Cork author: My novel is like my fourth child

Chris Dunne talks to Cork-based journalist Michelle McDonagh about her debut novel
Cork author: My novel is like my fourth child

Michelle McDonagh. Picture: Credit Mark Gorman

WHAT could State Assistant Pathologist Dr Margot Bolster and Blarney author Michelle McDonagh possibly be discussing over coffee?

“We were discussing how to bury a body, which is quite a complicated process!” says Michelle, who is mum to Lucy, 14, Jake, 12 and Kiana, 10, and has just published her debut novel, There’s Something I Have To Tell You.

“I emailed Margot during the course of my research for the book, and she was very generous with her response and her time,” she adds.

“Alan Crowley, crime scene examiner, walked through my fictional crime scene with me, and he advised me on what would happen in real life. He was great to share his time and expertise with me.”

Michelle did in-depth research for her novel.

“A farmer, Brendan O’Connell, whom my husband knew, was kind enough to give me a tour of his slurry pit and an in-depth explanation of how it all works. Not a request he gets every day of the week, I suspect!”

Michelle is a city girl at heart.

“I was amazed at the size of the slurry tank; it’s a really huge tank that is so dangerous, so lethal, used every day on a working farm.”

Michelle, with impressive research under her belt, found time to write her two-year project at home and in a local car-park!

“I didn’t want any distractions,” she explains. “And sometimes my husband, Greg, who works from home, can be more noisy than the kids! I often took my laptop to a local car-park for some peace and quiet so I could do some editing!”

There’s Something I Have To Tell You is a cleverly plotted whodunnit with a fantastic cast of characters.

“Or you could call it a whydunnit,” says Michelle about the thriller set on a family farm, Glenbeg, in her native Galway, where rumours swirl and secret tensions bubble away in the background. The plot is compelling.

When the bodies of wealthy matriarch Ursula Kennedy and her farmer husband Jimmy are pulled from the slurry pit, shock ricochets through the family and community. Everyone has questions, including the gardaí. Was this a tragic accident? Or is there more to it than meets the eye?

Their son, Rob, once destined for a high-flying career, is now involved in the family business. He seems distraught about his parents’ deaths, but rumours soon spread about a blazing row he had with his mother before she died.

Rob’s wife Kate had a difficult relationship with Ursula. Life will certainly be easier now, without her every move being controlled by her imperious mother-in-law.

Meanwhile, Christina the victims’ fragile daughter, is carrying a private pain she’s never been able to speak about.

As vivid memories rush back of another tragic death on the farm some 16 years earlier, a toxic secret is set to come to the surface, one that has been simmering for decades.

Michelle has been writing as a journalist since she left the then University College Galway in 1994. “Writing fiction is a whole other kettle of fish!” she says. Michelle got going on her novel as her 50th birthday loomed.

“I spent more time talking about it than ever actually writing anything. It has always been my dream to write a book.”

It is like her fourth baby.

**Exercise directions**
Resume the article about the Cork author's debut novel from the point where it stops. These entries are not required for anything you are asked to do here.

**Extracted entries**

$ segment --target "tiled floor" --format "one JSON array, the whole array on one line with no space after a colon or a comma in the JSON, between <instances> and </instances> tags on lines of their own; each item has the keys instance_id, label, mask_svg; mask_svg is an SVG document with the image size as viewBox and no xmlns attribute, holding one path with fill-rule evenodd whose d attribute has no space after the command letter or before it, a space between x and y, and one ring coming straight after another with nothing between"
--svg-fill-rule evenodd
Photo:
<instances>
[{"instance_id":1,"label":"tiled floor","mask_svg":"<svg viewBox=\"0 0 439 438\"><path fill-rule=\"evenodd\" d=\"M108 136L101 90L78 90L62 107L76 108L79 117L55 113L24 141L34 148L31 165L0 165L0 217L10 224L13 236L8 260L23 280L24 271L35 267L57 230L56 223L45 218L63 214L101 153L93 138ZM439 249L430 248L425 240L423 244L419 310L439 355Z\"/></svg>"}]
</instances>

**Answer for this exercise**
“Yes! It is like a fourth child,” agrees Michelle. “It’s a bit like sending a child out into the world to be judged and hoping people will be kind. Happily, most of the reviews have been positive and warm. I see it on shelves in bookshops with my name on it, but it still seems surreal.”

How did she make her dream come true?

“Over the years I did a number of creative writing courses and read countless books on writing,” says Michelle. “Even though I spent a hell of a lot of time [more] talking about it, than ever actually sitting down at my desk and writing.”

Greg, Michelle’s husband, spoke about it too.

“He made a show of me at our wedding 15 years ago,” says Michelle. “Greg told everyone I was a novelist-to-be!”

And she was. Michelle is now working on her second book, a dark family drama set between Galway city and Connemara.

Where does she get her ideas from?

“I get lots of ideas from reading the papers and listening to radio, and stories people tell me,” says Michelle. “Truth really is stranger than fiction in my experience. I’m fascinated by the stories behind the headlines.

“I covered court and inquests for years myself as a journalist and while there are always all kinds of rumours and gossip in the wake of a tragedy or suspicious death in a small community, it’s often not until the court case or inquest that some of the truth starts to emerge. But nobody, apart from those living behind those closed doors, ever knows what really went on.”

As a child, Michelle read a lot.

“I was such a bookworm. My father was a big reader and he brought myself and my sister into the old library in Galway every Saturday morning as children to get books. He had so many dark crime thrillers on the bookshelf at home that we joked he’d never meet another woman. My mother, Lucy, died at 56. I dedicated the book to her.”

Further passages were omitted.